- [EXTRACTED RECORDS]:

===

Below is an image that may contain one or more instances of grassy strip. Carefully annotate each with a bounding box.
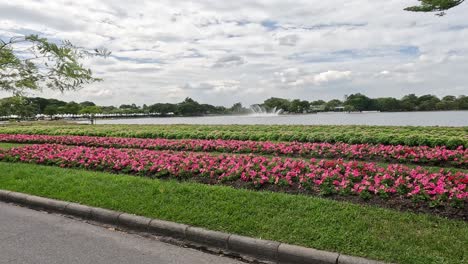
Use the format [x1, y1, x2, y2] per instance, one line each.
[0, 162, 466, 264]
[0, 143, 28, 149]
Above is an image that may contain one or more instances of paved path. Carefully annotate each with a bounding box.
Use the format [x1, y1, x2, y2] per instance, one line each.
[0, 202, 243, 264]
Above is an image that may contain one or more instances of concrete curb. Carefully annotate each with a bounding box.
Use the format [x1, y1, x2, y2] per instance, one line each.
[0, 190, 389, 264]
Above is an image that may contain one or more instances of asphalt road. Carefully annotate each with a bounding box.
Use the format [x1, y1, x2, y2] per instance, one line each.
[0, 202, 243, 264]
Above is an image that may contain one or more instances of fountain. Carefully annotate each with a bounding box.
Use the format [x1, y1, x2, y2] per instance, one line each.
[249, 105, 283, 116]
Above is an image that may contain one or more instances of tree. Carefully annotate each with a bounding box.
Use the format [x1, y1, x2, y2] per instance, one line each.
[456, 95, 468, 110]
[79, 106, 102, 115]
[374, 97, 401, 112]
[436, 95, 457, 110]
[80, 101, 96, 107]
[400, 94, 419, 111]
[148, 103, 177, 116]
[405, 0, 464, 16]
[229, 102, 247, 114]
[417, 94, 440, 111]
[290, 99, 310, 113]
[263, 97, 291, 112]
[0, 35, 109, 94]
[63, 102, 82, 114]
[0, 96, 37, 118]
[43, 105, 59, 117]
[324, 99, 343, 111]
[119, 104, 139, 110]
[344, 93, 373, 112]
[177, 97, 204, 116]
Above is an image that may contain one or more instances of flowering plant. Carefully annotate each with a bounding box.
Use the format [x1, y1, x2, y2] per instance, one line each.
[1, 144, 466, 207]
[1, 134, 466, 168]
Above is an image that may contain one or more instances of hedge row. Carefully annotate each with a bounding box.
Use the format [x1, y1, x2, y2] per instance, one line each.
[0, 124, 466, 148]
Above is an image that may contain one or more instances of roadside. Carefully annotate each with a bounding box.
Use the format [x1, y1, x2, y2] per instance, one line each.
[0, 202, 244, 264]
[0, 162, 466, 264]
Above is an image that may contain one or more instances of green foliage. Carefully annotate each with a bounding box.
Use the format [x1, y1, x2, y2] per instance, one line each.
[405, 0, 464, 16]
[1, 92, 467, 119]
[263, 97, 292, 112]
[0, 35, 109, 94]
[0, 124, 466, 148]
[0, 96, 37, 118]
[344, 93, 374, 112]
[79, 106, 102, 115]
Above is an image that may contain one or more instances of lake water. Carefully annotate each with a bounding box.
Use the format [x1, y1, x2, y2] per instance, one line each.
[91, 111, 468, 127]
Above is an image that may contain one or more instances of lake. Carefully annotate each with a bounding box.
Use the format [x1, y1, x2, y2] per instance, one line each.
[91, 111, 468, 127]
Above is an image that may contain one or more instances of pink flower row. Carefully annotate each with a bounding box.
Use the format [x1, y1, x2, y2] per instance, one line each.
[1, 144, 467, 206]
[0, 134, 466, 168]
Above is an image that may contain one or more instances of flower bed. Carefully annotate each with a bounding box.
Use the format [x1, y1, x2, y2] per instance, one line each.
[1, 144, 467, 208]
[1, 134, 466, 168]
[0, 124, 466, 148]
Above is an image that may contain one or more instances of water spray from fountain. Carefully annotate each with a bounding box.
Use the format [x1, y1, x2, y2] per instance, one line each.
[249, 105, 283, 116]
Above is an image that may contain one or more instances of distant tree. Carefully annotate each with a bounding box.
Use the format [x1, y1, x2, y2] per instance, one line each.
[148, 103, 177, 116]
[0, 96, 37, 118]
[290, 99, 310, 113]
[310, 100, 326, 106]
[324, 99, 343, 111]
[263, 97, 291, 112]
[436, 95, 458, 110]
[0, 35, 109, 94]
[63, 102, 82, 114]
[405, 0, 464, 16]
[98, 106, 114, 113]
[400, 94, 419, 111]
[200, 104, 226, 114]
[177, 97, 204, 116]
[374, 97, 402, 112]
[29, 97, 50, 113]
[456, 95, 468, 109]
[229, 102, 247, 114]
[417, 94, 440, 111]
[80, 101, 96, 107]
[43, 105, 59, 117]
[119, 103, 139, 110]
[79, 106, 102, 115]
[344, 93, 373, 112]
[214, 106, 228, 114]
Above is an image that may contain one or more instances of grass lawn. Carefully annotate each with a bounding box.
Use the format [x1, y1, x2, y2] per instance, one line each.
[0, 143, 28, 149]
[0, 162, 466, 264]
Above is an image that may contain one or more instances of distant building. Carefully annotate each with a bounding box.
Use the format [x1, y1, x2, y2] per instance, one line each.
[334, 106, 345, 112]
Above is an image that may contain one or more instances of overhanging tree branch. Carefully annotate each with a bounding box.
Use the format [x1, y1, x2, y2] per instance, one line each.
[0, 34, 110, 95]
[405, 0, 465, 16]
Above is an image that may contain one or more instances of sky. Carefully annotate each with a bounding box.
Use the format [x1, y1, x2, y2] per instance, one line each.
[1, 0, 468, 107]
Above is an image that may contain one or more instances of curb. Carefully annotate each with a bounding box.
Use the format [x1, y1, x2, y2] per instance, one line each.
[0, 190, 388, 264]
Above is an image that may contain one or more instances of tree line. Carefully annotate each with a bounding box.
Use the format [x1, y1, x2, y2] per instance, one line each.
[1, 93, 467, 119]
[263, 94, 468, 113]
[0, 97, 238, 119]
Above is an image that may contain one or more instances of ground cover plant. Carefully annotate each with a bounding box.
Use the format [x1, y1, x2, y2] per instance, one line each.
[1, 144, 467, 216]
[0, 124, 466, 148]
[0, 134, 466, 168]
[0, 124, 466, 263]
[0, 162, 467, 264]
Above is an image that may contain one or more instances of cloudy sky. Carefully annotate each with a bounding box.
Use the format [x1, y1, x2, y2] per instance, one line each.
[1, 0, 468, 106]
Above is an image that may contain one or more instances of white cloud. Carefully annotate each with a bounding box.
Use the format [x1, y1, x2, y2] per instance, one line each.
[0, 0, 467, 106]
[313, 70, 352, 84]
[185, 80, 240, 93]
[212, 55, 245, 68]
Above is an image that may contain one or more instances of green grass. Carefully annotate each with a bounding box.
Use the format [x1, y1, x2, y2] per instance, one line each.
[0, 162, 466, 264]
[0, 143, 28, 149]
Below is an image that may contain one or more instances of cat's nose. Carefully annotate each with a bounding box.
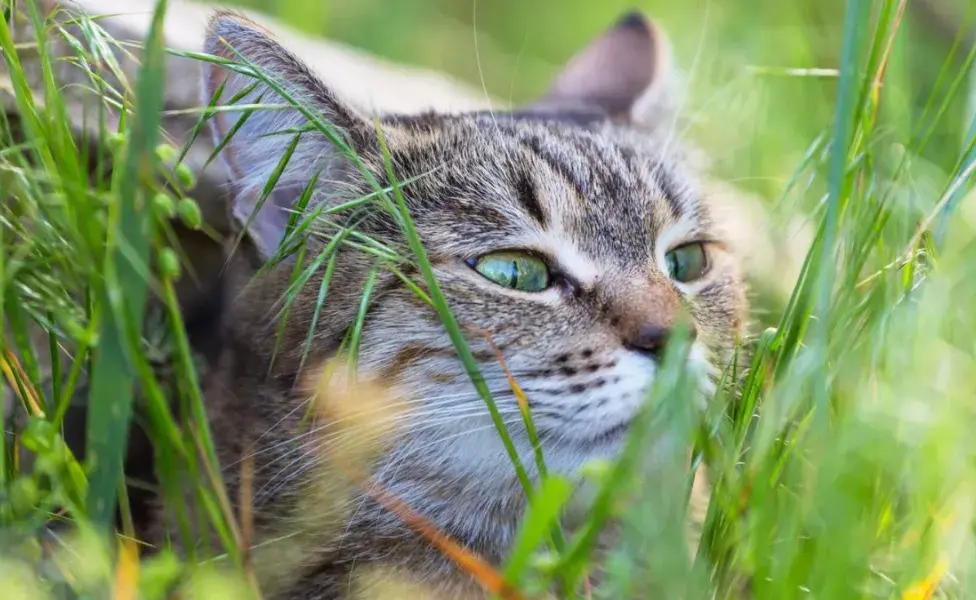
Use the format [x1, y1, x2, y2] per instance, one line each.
[610, 276, 690, 358]
[624, 322, 695, 358]
[624, 322, 669, 357]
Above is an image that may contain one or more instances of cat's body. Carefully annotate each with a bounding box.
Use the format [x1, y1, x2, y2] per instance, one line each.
[150, 11, 746, 598]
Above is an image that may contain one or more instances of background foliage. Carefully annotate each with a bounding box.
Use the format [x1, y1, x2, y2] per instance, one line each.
[229, 0, 973, 195]
[1, 0, 976, 598]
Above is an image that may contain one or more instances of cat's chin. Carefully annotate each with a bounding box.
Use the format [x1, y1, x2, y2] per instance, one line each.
[541, 426, 631, 474]
[576, 420, 632, 450]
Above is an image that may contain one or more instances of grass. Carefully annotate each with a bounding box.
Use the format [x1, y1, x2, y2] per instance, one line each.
[1, 0, 976, 598]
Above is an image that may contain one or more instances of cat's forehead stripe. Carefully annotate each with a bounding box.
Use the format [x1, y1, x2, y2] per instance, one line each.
[513, 158, 548, 227]
[383, 113, 708, 267]
[647, 162, 686, 220]
[505, 121, 689, 222]
[518, 136, 588, 201]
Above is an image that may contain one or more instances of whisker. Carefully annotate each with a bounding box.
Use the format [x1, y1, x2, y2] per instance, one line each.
[228, 394, 513, 470]
[352, 417, 529, 520]
[341, 419, 525, 531]
[248, 405, 514, 479]
[251, 409, 523, 504]
[246, 395, 315, 451]
[254, 415, 525, 508]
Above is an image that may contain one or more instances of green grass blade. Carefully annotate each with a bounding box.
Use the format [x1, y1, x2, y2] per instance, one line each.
[372, 123, 533, 497]
[84, 0, 168, 527]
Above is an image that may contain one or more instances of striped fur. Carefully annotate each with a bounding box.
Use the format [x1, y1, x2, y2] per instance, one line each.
[163, 10, 748, 599]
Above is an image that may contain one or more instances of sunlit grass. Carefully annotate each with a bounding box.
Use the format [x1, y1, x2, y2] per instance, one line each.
[1, 0, 976, 598]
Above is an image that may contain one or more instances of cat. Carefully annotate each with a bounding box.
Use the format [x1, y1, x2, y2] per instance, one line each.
[152, 9, 747, 599]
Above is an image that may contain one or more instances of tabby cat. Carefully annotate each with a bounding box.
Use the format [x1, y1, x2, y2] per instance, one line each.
[165, 9, 746, 598]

===

- [TRY IT]: Look back at the data above. Transcribe exactly the lines starting at the line that contains "instances of cloudy" and ending at the line that contains "cloud. Carefully annotate each with a bounding box.".

- [YOUR RESPONSE]:
Above is an image that may contain one or more instances of cloudy sky. Carefully annotate each with a bounding box.
Use the format [x1, y1, x2, y2] per instance, one line each.
[1, 0, 468, 106]
Above is an image that may contain one or more instances of white cloud. Carefully annotate each with a bounding box.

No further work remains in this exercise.